§ What to work on: A faithful copy of all the data is required; pictures should not be included.

§ Input data:
◆ ◆ ◆

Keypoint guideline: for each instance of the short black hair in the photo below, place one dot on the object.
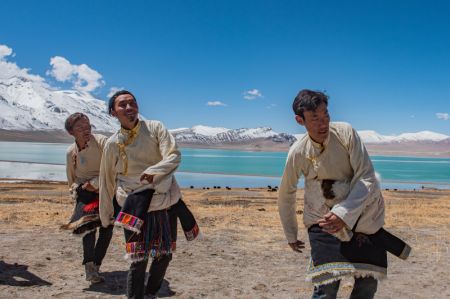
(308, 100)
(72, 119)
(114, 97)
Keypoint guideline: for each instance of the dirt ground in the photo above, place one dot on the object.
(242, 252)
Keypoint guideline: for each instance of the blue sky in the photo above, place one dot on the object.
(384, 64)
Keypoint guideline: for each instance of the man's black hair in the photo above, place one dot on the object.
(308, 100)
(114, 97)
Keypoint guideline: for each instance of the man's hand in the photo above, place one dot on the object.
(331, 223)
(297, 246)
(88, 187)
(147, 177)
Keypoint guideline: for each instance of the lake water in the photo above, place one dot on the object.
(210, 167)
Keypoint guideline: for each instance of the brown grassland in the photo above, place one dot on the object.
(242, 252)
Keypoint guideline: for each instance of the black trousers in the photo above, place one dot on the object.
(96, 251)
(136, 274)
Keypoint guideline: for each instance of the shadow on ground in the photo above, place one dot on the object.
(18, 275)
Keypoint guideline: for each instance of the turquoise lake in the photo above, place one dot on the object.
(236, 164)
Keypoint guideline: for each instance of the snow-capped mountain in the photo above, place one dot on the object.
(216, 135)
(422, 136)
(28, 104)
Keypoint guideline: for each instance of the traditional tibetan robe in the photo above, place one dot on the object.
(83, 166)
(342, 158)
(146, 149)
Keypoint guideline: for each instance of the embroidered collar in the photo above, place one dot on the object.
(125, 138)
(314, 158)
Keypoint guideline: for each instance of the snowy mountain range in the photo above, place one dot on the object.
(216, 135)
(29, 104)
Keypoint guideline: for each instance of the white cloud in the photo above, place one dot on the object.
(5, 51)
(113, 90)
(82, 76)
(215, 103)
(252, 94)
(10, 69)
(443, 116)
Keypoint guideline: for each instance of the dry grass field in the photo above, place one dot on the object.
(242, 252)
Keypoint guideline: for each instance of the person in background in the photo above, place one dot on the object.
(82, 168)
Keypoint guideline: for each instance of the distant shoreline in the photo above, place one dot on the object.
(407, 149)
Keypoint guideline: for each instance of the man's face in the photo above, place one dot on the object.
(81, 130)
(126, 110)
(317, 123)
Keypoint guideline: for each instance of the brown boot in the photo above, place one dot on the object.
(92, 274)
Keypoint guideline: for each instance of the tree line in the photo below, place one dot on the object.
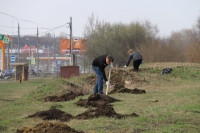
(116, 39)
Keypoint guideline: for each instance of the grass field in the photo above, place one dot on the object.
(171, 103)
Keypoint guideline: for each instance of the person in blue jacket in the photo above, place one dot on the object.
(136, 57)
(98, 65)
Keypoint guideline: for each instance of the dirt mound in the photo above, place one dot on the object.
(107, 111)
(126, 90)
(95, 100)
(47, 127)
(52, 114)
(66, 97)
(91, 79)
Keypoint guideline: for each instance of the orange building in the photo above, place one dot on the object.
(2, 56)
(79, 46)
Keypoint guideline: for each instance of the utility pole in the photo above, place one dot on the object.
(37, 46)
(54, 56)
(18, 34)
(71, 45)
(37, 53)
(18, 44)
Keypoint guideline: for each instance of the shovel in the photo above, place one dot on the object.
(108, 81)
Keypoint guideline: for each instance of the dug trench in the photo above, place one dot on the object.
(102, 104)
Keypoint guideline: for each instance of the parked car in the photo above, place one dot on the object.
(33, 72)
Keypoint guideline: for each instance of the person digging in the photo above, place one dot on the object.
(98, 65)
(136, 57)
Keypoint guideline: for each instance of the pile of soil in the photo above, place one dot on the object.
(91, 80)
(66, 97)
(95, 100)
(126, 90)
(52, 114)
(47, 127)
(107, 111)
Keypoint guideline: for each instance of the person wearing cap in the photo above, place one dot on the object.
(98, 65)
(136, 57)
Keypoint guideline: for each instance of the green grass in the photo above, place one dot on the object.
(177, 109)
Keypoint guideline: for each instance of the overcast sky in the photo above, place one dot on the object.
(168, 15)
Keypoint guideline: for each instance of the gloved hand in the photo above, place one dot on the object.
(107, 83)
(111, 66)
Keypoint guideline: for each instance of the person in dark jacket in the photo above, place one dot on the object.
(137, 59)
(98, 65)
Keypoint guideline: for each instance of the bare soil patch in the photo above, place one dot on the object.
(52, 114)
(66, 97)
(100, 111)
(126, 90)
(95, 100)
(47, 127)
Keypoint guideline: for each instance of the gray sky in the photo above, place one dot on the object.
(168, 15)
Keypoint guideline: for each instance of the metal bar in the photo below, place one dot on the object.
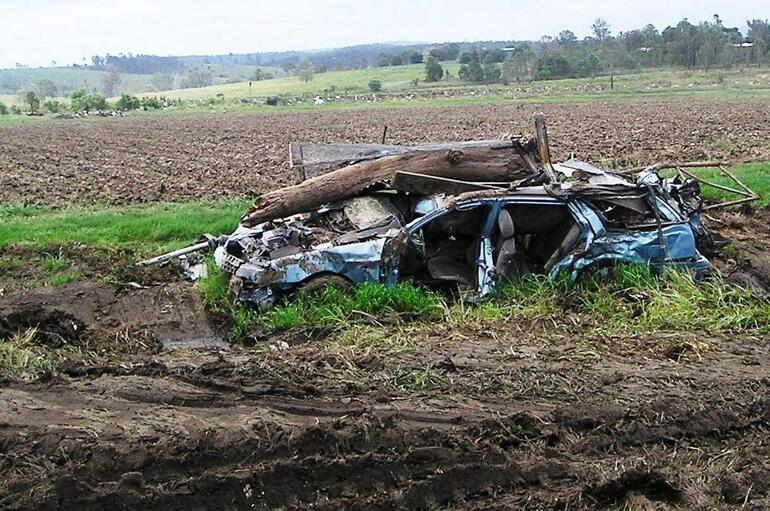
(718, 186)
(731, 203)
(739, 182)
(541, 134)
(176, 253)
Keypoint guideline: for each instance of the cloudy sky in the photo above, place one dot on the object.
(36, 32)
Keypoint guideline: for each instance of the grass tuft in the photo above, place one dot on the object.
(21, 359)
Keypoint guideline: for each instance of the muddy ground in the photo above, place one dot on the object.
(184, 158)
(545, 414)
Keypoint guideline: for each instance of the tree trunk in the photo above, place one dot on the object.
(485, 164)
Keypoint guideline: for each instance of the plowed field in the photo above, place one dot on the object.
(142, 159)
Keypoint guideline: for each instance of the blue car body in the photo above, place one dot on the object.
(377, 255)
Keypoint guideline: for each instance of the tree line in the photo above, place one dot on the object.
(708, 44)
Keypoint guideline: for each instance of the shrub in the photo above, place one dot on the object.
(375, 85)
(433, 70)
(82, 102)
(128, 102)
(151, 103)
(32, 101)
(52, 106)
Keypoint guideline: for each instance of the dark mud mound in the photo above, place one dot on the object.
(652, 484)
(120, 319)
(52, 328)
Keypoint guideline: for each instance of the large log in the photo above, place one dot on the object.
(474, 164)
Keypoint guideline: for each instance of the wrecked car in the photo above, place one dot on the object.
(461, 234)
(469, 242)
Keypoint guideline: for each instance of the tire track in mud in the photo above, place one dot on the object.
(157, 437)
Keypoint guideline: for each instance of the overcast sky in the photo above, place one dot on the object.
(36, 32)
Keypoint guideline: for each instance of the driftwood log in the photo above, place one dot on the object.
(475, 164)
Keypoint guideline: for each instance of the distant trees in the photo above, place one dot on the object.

◆ ◆ ◆

§ Expected answer:
Keypoint guideline: for each instance of the short black hair in the photo below, place one dot on the object.
(308, 100)
(72, 119)
(114, 97)
Keypoint guideline: for each instance of the dirt ground in the photo above, place one dot on the object.
(242, 252)
Keypoint guideline: for each instance of the blue sky in the photo above, place one dot on the object.
(384, 64)
Keypoint guideline: for each instance of the man's black hair in the photo above, place one dot on the object.
(308, 100)
(114, 97)
Keypoint guideline: for each instance of the man's hand in the photo above, place one dot on the object.
(331, 223)
(297, 246)
(88, 187)
(147, 177)
Keypoint guideline: for each instance of the lake water in the photo above, place one dot on the object.
(210, 167)
Keypoint guideline: for each instance of the brown grassland in the photo above, place one dot on the object.
(242, 252)
Keypoint guideline: for each instance of the black trousers in the photo above, place one dot on the object.
(96, 251)
(136, 274)
Keypoint guideline: for each instance of the shadow on ground in the photo above, place one dot on the object.
(18, 275)
Keypoint guideline: for each instance of the turquoise lake in the photo above, place one dot on the object.
(236, 164)
Keypoint guideline: for each instance of the snow-capped mountain in the photo above, place one dot on the object.
(216, 135)
(422, 136)
(28, 104)
Keypoint guideline: for each instance of the traditional tibetan robe in the photo above, place one dot on the object.
(83, 166)
(342, 158)
(146, 149)
Keypoint guideline: for each instance of the embroidered collar in the photo above, place one dot on the object.
(125, 138)
(314, 158)
Keypoint guideline: for each instance of the snowy mountain range in the photo above, place one dot on the object.
(216, 135)
(29, 104)
Keypoint guideline: for each instance of the white cloud in the photo above, place one dot on the object.
(5, 51)
(113, 90)
(82, 76)
(215, 103)
(252, 94)
(10, 69)
(443, 116)
Keypoint guideline: for each instance of the dry grass field in the photo above, place one dot on the object.
(242, 252)
Keypoint guideline: for each instance of the person in background in the photo above, place one dot on the object.
(82, 168)
Keypoint guideline: for each instance of the distant shoreline in the photo above, place one dot on the object.
(407, 149)
Keypoint guideline: for each instance of the man's face in the photo above, place one dot on the object.
(81, 130)
(126, 110)
(317, 123)
Keypoint guideline: for each instance of the brown boot in the photo above, place one dot on the object.
(92, 274)
Keypoint guideline: for each instance of the tree line in the photo below, place one dot on the object.
(116, 39)
Keypoint guideline: for each instance of the grass field in the photo above, place one dot on the object.
(171, 103)
Keypoint guideline: for each instance of the person in blue jacket in the photo above, place one dot on the object.
(136, 57)
(98, 65)
Keypoint guideline: for each instance of the dirt mound in the photo above, place one dot on the object.
(107, 111)
(126, 90)
(95, 100)
(47, 127)
(52, 114)
(66, 97)
(91, 79)
Keypoint guideline: for each instance of the orange building in the photo above, place one dot on the object.
(2, 56)
(79, 46)
Keypoint guideline: for each instance of the utility pole in the photo above, place one dot on the object.
(37, 46)
(54, 56)
(18, 34)
(71, 45)
(37, 53)
(18, 44)
Keypoint guideline: for each instance of the shovel in the photo above, place one dot on the object.
(108, 81)
Keypoint guideline: for each instance of the dug trench in the photo above, place one dot on the object.
(102, 104)
Keypoint guideline: for each instance of the parked car in the photo above, place one dot on the object.
(33, 72)
Keypoint guideline: for each instance of the person digging in the photo above, place one dot on the object.
(98, 65)
(136, 57)
Keypoint guideline: for each instance of the pile of soil in the photo above, place one dot on the object.
(91, 80)
(66, 97)
(95, 100)
(126, 90)
(52, 114)
(47, 127)
(107, 111)
Keypoint guideline: for each instance of the person wearing cap in the photo above, place one dot on the object.
(98, 65)
(136, 57)
Keypoint guideline: for each instance of the green grass in the photo above, place one dot on the object.
(177, 109)
Keypoint guideline: for each instance of the overcast sky in the photo above, place one dot on the object.
(168, 15)
Keypoint guideline: for each instance of the gloved hand in the photo above, place one dot on the object.
(107, 83)
(111, 66)
Keypoint guideline: for each instance of the person in dark jacket in the photo above, place one dot on the object.
(137, 59)
(98, 65)
Keypoint guideline: for each instance of the bare soil patch in the photo above, place one dot on the object.
(52, 114)
(66, 97)
(100, 111)
(126, 90)
(95, 100)
(47, 127)
Keypoint guideline: for each instance of the gray sky in the photo above, place one dot on the object.
(168, 15)
Keypoint guideline: for each instance of the metal bar in the photo below, place one dot on the object.
(718, 186)
(731, 203)
(739, 182)
(541, 134)
(176, 253)
Keypoint guideline: for each instance of the cloudy sky in the photo above, place one dot on the object.
(36, 32)
Keypoint guideline: for each instance of the grass tuft in the photo above, place one dot on the object.
(21, 359)
Keypoint guideline: for each instance of the muddy ground in the photo above, place one dot on the object.
(184, 158)
(545, 414)
Keypoint guideline: for each instance of the tree trunk in the photo above, place one dot on the object.
(485, 164)
Keypoint guideline: for each instance of the plowed field in the photo above, place one dot on the object.
(142, 159)
Keypoint guideline: for each instance of the blue car body in the photo above, place one dot on the object.
(377, 255)
Keypoint guideline: for each instance of the tree line in the photo above, place one dot on the object.
(708, 44)
Keypoint guideline: for each instance of the shrub in the photo above, place one dot on the object.
(375, 85)
(433, 70)
(82, 102)
(128, 102)
(151, 103)
(32, 101)
(52, 106)
Keypoint guideline: for each instance of the dark mud mound in the photo above, place one dot on the object.
(652, 484)
(120, 319)
(52, 328)
Keypoint guideline: for each instance of the large log in the photo above, place one dot on the object.
(474, 164)
Keypoint guideline: for each instance of the wrecked car in the photo above, place one dot on the object.
(461, 234)
(469, 242)
Keypoint guideline: for each instance of the tire track in mud in the photo above, place one dot on the object.
(157, 437)
Keypoint guideline: for each instance of the overcast sky in the photo above, place one dot on the object.
(36, 32)
Keypoint guideline: for each instance of the driftwood log in the photo above, place one dot on the object.
(475, 164)
Keypoint guideline: for each instance of the distant trees in the photo above, place one dot on the object.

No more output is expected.